Testo fornito ::
* * *
Dopo due anni di carcere la giornalista anglo-iraniana riabbraccia la figlia

Dopo due anni di carcere la giornalista anglo-iraniana riabbraccia la figlia
(websource)

Due anni passati nel durissimo carcere di Evin a Teheran sono stati un’eternità per la giornalista anglo-iraniana Nanarin Zaghari-Ratcliff, oggi, grazie ad un permesso di 3 giorni, ha potuto riabbracciare la figlia.

Era l’aprile del 2016 quando Nanarin Zaghari-Ratcliff, manager della Fondazione Thomson-Reuters, si trovava all’aeroporto di Teheran per fare ritorno a Londra (dove viveva da 7 anni) dopo una vacanza a Damavan dalla famiglia d’origine insieme alla figlia Gabriella. Quel giorno, però, la giornalista non ha mai fatto ritorno a casa dal marito Richard perché la polizia di Teheran l’ha arrestata con l’accusa di spionaggio e propaganda contro il regime. Le forze dell’ordine avevano intercettato alcune mail che la donna aveva mandato durante un corso di giornalismo con la ‘BBC’ risalenti al 2009-2010, in cui pare siano stati trovati dei tentativi di formazione e reclutamento di giovani da affiliare ai dissidenti islamici.

L’accusa di spionaggio e la detenzione al carcere di Evin

Accusata di spionaggio e propaganda contro il governo, Nanarin è stata portata al carcere di massima sicurezza di Evin in attesa del processo in cui la pubblica accusa ha chiesto una pena detentiva di 5 anni. La donna ha sempre negato di avere rapporti con i dissidenti islamici e sopratutto di aver cercato di formare nuove reclute, ma ciò nonostante è stata trattenuta in carcere con prove deboli. Ci sono voluti due anni di contrattazioni tra il governo britannico e quello iraniano per ottenere 3 giorni di permesso da passare con la figlia Gabriella ed il marito Richard, ma alla fine gli sforzi del ministro degli Esteri inglese Hunt hanno avuto successo.
* * *
Compiti ed esercizi ::
1 > Trascrivi dall'articolo sulla giornalista anglo-iraniana il brano che si apre con le parole "Era l’aprile del" e si chiude con "ai dissidenti islamici.".
2 > Nell'articolo sulla giornalista anglo-iraniana, di quale fondazione era manager Nanarin Zaghari-Ratcliff?

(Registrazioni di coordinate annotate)
* * *
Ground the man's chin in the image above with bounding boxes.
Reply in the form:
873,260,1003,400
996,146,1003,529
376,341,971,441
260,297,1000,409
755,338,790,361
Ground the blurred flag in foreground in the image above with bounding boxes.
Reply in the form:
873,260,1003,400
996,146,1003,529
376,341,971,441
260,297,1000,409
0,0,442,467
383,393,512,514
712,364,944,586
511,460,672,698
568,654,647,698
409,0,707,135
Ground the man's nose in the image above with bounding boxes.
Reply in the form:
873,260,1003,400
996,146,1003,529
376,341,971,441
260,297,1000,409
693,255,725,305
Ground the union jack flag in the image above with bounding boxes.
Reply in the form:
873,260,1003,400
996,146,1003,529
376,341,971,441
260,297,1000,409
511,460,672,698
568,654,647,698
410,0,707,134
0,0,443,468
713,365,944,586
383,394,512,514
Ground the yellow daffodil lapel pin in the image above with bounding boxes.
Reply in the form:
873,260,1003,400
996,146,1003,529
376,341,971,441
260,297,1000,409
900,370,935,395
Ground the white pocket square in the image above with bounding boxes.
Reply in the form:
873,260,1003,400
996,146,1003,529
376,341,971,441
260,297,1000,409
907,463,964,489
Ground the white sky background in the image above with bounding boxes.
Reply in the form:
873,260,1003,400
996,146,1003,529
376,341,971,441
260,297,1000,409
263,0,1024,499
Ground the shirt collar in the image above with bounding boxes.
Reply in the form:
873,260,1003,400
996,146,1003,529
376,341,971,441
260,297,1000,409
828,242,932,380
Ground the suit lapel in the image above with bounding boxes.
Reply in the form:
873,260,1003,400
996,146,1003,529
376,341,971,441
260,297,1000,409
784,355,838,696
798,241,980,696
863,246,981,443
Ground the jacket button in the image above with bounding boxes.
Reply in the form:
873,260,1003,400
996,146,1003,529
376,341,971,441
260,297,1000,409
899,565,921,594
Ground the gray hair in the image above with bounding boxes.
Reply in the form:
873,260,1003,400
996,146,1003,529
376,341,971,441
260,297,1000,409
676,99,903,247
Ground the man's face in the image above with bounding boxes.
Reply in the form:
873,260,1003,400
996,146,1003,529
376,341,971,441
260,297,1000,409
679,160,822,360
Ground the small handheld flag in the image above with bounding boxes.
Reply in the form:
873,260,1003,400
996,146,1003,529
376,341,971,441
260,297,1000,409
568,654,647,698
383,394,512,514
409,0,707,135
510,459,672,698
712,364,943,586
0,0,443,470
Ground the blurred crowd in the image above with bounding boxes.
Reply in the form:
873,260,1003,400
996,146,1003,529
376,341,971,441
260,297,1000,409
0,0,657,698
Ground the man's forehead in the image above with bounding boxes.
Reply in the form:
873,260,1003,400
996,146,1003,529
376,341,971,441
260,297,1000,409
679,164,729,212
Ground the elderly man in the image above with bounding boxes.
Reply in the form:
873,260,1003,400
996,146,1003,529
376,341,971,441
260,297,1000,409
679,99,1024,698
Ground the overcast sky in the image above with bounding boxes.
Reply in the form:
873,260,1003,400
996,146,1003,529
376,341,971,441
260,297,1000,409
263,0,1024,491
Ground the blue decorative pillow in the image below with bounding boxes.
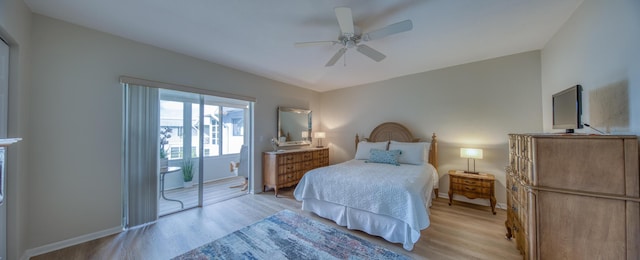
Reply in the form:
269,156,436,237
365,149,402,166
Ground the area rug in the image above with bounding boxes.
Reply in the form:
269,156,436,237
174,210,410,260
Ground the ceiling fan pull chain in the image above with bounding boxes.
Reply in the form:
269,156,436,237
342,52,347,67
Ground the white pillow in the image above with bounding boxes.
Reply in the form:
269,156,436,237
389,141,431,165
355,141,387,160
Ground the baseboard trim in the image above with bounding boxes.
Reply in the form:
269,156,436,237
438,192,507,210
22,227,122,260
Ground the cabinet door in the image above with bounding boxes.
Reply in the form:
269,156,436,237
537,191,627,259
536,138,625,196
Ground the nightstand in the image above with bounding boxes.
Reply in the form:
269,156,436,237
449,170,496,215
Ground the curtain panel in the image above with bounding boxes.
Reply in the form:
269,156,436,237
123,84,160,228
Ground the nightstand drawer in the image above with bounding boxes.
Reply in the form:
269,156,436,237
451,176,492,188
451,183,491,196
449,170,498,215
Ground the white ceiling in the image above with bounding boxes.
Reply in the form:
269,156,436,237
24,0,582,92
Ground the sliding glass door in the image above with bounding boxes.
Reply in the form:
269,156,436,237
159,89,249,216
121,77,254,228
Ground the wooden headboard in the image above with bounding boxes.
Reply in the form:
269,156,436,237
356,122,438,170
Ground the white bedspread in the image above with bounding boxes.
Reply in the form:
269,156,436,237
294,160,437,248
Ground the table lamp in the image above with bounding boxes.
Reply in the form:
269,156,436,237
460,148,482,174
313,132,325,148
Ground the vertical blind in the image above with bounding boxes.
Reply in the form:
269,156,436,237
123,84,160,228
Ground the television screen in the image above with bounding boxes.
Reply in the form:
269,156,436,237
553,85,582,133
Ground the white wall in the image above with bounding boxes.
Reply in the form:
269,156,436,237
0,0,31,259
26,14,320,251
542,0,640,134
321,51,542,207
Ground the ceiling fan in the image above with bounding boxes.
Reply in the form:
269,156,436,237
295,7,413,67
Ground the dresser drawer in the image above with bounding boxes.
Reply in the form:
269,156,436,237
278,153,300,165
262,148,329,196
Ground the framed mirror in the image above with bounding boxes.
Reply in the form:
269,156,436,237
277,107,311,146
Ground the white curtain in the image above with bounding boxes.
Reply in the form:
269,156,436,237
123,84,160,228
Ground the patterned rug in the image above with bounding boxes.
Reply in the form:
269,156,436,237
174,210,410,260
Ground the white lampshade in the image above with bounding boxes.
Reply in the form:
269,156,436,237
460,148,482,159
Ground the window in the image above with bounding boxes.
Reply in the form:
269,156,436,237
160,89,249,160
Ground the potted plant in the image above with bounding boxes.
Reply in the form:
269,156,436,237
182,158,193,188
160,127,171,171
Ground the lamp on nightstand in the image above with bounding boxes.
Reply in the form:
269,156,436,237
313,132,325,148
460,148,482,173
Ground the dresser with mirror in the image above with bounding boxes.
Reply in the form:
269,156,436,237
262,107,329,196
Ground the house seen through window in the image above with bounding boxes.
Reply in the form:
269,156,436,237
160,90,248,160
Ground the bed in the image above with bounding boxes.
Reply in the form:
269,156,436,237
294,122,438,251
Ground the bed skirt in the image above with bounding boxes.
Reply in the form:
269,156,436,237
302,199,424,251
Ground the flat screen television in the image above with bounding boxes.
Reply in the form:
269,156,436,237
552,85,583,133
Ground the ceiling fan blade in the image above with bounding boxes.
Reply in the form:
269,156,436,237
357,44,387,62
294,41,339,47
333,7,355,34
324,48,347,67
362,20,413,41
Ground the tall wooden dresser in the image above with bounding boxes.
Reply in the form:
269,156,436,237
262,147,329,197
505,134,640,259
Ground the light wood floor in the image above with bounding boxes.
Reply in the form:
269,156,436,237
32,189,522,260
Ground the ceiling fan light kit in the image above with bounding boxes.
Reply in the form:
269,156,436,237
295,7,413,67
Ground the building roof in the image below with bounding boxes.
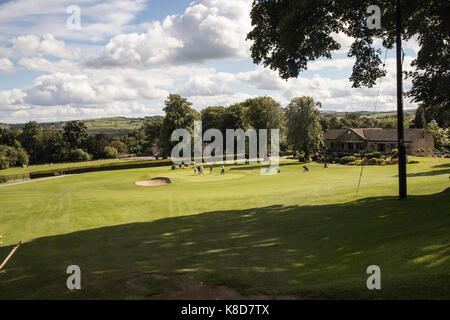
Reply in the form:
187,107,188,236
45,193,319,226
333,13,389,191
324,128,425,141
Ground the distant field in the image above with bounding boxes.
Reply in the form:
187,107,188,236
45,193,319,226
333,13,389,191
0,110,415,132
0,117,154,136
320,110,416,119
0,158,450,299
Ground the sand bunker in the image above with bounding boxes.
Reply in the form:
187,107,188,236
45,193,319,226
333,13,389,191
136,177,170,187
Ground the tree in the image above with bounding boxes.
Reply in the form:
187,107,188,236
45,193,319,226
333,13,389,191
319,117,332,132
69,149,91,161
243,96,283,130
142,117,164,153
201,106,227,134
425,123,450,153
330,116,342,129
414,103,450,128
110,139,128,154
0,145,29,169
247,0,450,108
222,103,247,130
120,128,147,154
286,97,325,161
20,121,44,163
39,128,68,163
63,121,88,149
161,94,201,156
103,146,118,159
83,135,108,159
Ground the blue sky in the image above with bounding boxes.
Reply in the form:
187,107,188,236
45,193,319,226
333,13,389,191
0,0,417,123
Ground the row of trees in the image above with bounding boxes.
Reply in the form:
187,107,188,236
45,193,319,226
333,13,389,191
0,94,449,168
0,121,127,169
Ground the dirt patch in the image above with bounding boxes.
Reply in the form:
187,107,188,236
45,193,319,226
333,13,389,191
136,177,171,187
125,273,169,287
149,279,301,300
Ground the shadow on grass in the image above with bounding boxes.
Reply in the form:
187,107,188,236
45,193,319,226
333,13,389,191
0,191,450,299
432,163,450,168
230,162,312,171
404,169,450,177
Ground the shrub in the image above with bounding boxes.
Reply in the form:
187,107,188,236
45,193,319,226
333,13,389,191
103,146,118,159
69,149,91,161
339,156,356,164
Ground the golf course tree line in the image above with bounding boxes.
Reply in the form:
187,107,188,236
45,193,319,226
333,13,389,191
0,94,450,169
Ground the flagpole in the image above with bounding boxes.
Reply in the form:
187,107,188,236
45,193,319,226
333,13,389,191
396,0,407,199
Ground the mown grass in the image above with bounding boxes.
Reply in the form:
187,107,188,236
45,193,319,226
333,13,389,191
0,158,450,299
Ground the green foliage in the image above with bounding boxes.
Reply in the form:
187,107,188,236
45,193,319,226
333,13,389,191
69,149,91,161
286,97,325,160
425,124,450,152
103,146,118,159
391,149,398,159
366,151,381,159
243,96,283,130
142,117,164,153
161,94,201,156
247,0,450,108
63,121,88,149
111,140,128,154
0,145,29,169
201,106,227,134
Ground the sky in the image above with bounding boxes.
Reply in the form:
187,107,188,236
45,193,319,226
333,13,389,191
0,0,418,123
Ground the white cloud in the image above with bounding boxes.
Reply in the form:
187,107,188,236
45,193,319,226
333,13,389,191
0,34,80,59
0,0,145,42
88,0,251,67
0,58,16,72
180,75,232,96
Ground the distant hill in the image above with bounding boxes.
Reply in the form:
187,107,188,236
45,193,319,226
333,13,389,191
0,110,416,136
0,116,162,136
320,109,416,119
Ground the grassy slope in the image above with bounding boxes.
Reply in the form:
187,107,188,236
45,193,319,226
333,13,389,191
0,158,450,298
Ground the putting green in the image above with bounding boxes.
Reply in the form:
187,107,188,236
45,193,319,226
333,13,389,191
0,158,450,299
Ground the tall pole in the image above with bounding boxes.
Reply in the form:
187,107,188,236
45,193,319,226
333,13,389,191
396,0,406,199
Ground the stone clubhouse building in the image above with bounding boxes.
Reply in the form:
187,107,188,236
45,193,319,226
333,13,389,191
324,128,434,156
* * *
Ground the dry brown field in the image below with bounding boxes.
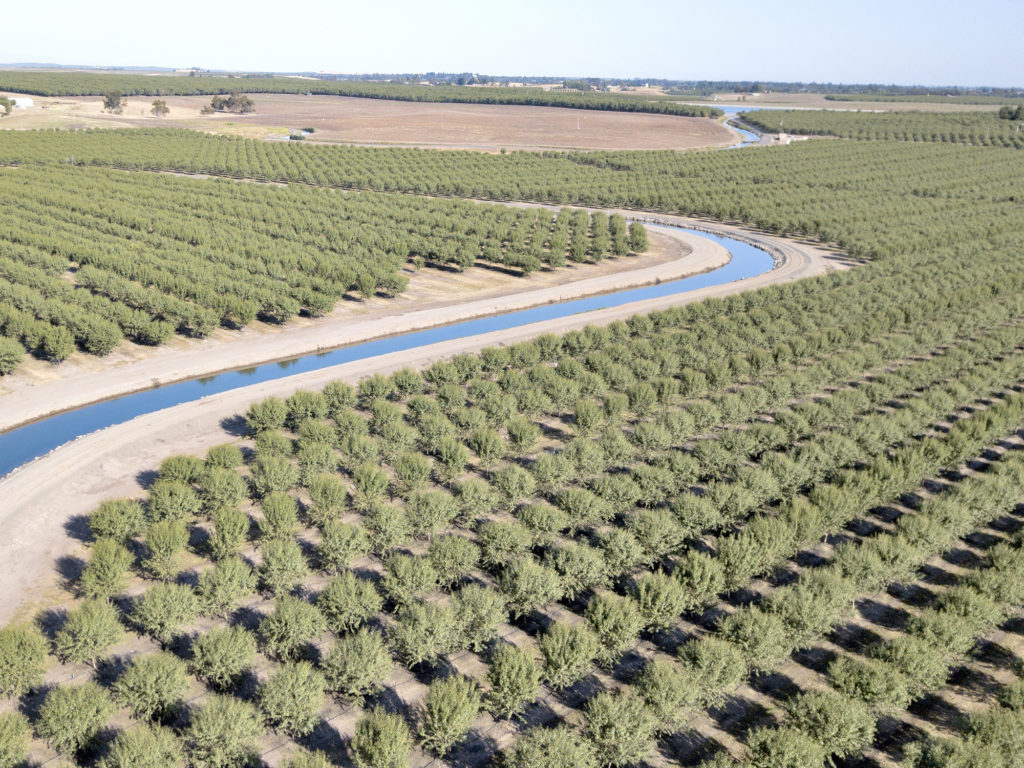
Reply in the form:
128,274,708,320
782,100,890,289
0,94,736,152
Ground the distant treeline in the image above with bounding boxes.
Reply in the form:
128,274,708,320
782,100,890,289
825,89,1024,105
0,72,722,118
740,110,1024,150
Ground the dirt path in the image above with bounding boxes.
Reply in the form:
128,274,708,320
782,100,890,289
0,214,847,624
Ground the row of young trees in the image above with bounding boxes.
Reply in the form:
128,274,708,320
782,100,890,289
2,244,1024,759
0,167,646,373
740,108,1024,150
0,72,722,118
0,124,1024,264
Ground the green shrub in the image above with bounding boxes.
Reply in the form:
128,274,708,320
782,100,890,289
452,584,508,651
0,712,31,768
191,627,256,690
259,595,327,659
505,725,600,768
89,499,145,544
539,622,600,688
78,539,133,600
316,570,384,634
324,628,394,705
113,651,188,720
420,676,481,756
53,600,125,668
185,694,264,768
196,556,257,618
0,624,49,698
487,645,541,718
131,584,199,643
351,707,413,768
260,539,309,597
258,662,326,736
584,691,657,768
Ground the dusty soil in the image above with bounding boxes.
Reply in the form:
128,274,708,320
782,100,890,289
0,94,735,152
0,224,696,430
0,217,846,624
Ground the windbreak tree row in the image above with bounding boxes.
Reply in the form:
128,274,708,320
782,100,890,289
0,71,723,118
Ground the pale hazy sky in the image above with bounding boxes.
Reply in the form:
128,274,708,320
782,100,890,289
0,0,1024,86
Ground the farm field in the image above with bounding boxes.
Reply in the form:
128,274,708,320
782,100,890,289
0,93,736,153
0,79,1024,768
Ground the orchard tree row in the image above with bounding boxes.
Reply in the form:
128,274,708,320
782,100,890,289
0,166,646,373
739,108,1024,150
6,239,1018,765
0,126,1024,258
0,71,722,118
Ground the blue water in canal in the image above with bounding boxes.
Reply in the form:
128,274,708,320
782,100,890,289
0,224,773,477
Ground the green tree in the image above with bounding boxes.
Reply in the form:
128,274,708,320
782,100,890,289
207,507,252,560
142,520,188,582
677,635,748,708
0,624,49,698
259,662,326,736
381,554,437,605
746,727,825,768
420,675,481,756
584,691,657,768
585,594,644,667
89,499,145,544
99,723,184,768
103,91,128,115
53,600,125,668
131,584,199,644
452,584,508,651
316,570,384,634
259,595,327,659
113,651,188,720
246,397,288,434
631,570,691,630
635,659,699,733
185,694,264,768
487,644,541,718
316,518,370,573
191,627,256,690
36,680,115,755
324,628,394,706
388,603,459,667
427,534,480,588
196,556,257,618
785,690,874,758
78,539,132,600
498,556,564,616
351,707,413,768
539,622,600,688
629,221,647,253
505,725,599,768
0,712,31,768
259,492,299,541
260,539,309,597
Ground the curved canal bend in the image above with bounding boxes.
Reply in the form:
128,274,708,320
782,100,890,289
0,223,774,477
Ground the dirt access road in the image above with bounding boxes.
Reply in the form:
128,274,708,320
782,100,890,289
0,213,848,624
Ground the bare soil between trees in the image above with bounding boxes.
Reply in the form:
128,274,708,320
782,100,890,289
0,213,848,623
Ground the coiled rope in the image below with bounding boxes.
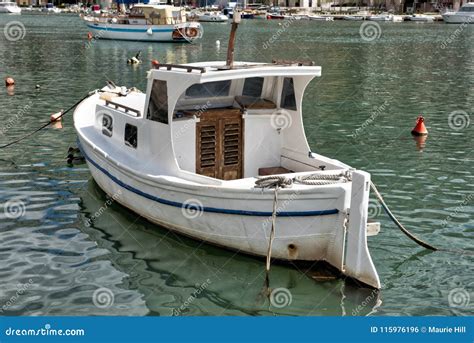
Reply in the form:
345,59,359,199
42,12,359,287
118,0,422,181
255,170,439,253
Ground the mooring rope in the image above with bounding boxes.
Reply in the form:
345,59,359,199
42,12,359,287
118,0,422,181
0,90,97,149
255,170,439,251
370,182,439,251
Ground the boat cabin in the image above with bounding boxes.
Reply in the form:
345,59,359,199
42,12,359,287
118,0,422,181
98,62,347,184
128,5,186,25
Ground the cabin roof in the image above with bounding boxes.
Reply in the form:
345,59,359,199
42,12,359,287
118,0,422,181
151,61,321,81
* * *
Risposte in ordine ::
1 >
Era l’aprile del 2016 quando Nanarin Zaghari-Ratcliff, manager della Fondazione Thomson-Reuters, si trovava all’aeroporto di Teheran per fare ritorno a Londra (dove viveva da 7 anni) dopo una vacanza a Damavan dalla famiglia d’origine insieme alla figlia Gabriella. Quel giorno, però, la giornalista non ha mai fatto ritorno a casa dal marito Richard perché la polizia di Teheran l’ha arrestata con l’accusa di spionaggio e propaganda contro il regime. Le forze dell’ordine avevano intercettato alcune mail che la donna aveva mandato durante un corso di giornalismo con la ‘BBC’ risalenti al 2009-2010, in cui pare siano stati trovati dei tentativi di formazione e reclutamento di giovani da affiliare ai dissidenti islamici.

2 > Della Fondazione Thomson-Reuters.